** Source information follows **

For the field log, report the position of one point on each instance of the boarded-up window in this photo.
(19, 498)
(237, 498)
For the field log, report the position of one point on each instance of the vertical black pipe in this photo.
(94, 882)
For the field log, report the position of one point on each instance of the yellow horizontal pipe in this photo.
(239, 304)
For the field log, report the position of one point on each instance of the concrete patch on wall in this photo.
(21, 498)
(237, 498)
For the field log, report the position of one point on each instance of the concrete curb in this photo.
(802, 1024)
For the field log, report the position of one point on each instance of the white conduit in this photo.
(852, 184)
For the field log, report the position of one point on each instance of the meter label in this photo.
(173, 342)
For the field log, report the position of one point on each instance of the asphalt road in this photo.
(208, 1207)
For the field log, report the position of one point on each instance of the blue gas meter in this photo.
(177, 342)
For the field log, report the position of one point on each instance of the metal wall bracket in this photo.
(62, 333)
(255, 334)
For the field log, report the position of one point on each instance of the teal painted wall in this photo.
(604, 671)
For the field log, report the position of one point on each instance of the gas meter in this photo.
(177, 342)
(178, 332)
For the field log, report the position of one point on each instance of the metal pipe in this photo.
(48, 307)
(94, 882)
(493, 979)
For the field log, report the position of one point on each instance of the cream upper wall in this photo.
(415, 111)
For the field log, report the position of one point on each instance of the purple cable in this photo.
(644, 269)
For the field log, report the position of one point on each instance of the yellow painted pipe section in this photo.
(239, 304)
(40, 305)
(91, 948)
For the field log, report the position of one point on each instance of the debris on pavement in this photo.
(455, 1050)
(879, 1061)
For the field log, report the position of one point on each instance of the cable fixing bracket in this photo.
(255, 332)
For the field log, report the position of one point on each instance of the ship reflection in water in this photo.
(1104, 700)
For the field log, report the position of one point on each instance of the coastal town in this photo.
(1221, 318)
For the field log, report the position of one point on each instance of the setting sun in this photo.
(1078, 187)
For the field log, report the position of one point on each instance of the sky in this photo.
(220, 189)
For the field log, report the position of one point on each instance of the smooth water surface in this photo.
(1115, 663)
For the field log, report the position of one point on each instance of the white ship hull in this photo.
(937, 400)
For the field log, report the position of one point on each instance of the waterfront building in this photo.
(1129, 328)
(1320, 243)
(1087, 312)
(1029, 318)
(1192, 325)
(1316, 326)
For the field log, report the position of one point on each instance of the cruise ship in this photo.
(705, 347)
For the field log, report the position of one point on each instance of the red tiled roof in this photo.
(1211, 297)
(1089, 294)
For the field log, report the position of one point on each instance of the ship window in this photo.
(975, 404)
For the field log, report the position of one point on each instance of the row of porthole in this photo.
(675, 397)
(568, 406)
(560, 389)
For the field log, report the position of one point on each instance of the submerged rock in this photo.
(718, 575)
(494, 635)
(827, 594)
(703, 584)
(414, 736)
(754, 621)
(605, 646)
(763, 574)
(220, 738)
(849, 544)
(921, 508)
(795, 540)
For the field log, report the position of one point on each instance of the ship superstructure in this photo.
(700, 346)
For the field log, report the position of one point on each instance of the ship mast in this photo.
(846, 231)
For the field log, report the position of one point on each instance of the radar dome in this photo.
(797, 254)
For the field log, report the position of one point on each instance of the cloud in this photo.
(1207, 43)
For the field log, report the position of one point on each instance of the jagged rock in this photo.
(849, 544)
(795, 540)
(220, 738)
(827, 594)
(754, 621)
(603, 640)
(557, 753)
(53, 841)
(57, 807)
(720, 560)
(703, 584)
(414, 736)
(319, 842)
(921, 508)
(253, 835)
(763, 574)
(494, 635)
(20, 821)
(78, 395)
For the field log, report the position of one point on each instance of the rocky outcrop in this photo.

** End of Source information **

◆ **Your task**
Write every record out again, unaltered.

◆ **Solution below**
For the field log, report the position of one point on each instance of the boarded-up window in this photo.
(19, 498)
(237, 498)
For the field log, report the position of one point on each instance of the vertical black pipe in this photo.
(94, 882)
For the field log, report the position of one point on each instance of the yellow horizontal pipe in this photo.
(239, 304)
For the field log, report the position of one point on each instance of the concrete patch on wall in this photo.
(21, 498)
(237, 498)
For the field log, report the position of one point on each instance of the concrete curb in this photo.
(802, 1024)
For the field log, report the position of one point on each instance of the white conduit in this photo.
(852, 184)
For the field log, report the position of one point on each instance of the meter label in this photo.
(173, 342)
For the field log, report the position of one point on each instance of the asphalt road in this photo.
(208, 1207)
For the field log, report the position of one point on each instance of the blue gas meter in this photo.
(177, 342)
For the field log, report the position of one point on each instance of the metal wall bracket in this photo.
(62, 333)
(255, 334)
For the field log, report the position of one point on each instance of the teal painted wall in this photo.
(604, 671)
For the field log, report the position of one point on each instance of the gas meter in this photo.
(177, 342)
(178, 332)
For the field log, report the position of one point on each instance of the metal pipe in this photo.
(48, 307)
(94, 882)
(493, 979)
For the field log, report the position of one point on each instance of the cream upper wall in this photo.
(415, 111)
For the field log, report the position of one point on each instance of the purple cable in this photo.
(644, 269)
For the field log, report the position of one point on each instance of the yellow painted pipe section in this photo.
(239, 304)
(40, 305)
(91, 948)
For the field log, report the position of one point on each instance of the debris on pavement in this photo.
(455, 1050)
(879, 1061)
For the field log, report the position of one point on each instance of the cable fixing bracket in this photo.
(255, 332)
For the field log, report the position of one point on each instance of the ship reflection in water in this photo.
(1104, 700)
For the field log, report the position of one point on each instance of the coastal town in this photo.
(1221, 318)
For the field log, report the position of one point on each instance of the setting sun in this photo.
(1078, 187)
For the field log, report the position of one point on each instance of the sky in this photo.
(220, 189)
For the field log, report the position of one point on each instance of the smooth water surface in this photo.
(1115, 663)
For the field log, report the position of one point on each instance of the white ship hull in this photo.
(937, 400)
For the field log, report the position of one point on each instance of the waterfront building in this photo.
(1129, 328)
(1320, 243)
(1087, 312)
(1029, 318)
(1192, 325)
(1316, 326)
For the field log, report the position of one point on each instance of the cruise ship in this photo.
(705, 347)
For the field log, report the position of one point on each instance of the red tiled roof in this photo.
(1211, 297)
(1089, 294)
For the field log, report the position of one point on each instance of the ship window in this photo.
(975, 404)
For the field log, report the position of one point on each instance of the row of porthole in this photo.
(675, 397)
(568, 406)
(560, 389)
For the field log, report the position of one point on each instance of the submerged rock in this photo.
(718, 575)
(494, 635)
(827, 594)
(703, 584)
(414, 736)
(754, 621)
(605, 646)
(763, 574)
(220, 738)
(849, 544)
(921, 508)
(795, 540)
For the field log, report the position of one point on each instance of the ship superstructure in this photo.
(700, 346)
For the field log, report the position of one point on each instance of the ship mast in this photo.
(846, 231)
For the field log, report the position of one point on each instance of the radar dome in this photo.
(797, 254)
For the field log, report the position of one point on each instance of the cloud in this photo.
(1207, 43)
For the field log, report the position of one point on each instance of the jagged rock in this photo.
(849, 544)
(795, 540)
(220, 738)
(827, 594)
(754, 621)
(603, 640)
(557, 753)
(53, 841)
(57, 807)
(720, 560)
(703, 584)
(414, 736)
(319, 842)
(921, 508)
(253, 835)
(763, 574)
(494, 635)
(20, 821)
(78, 395)
For the field log, report the position of one point on each instance of the rocky outcrop in this photo.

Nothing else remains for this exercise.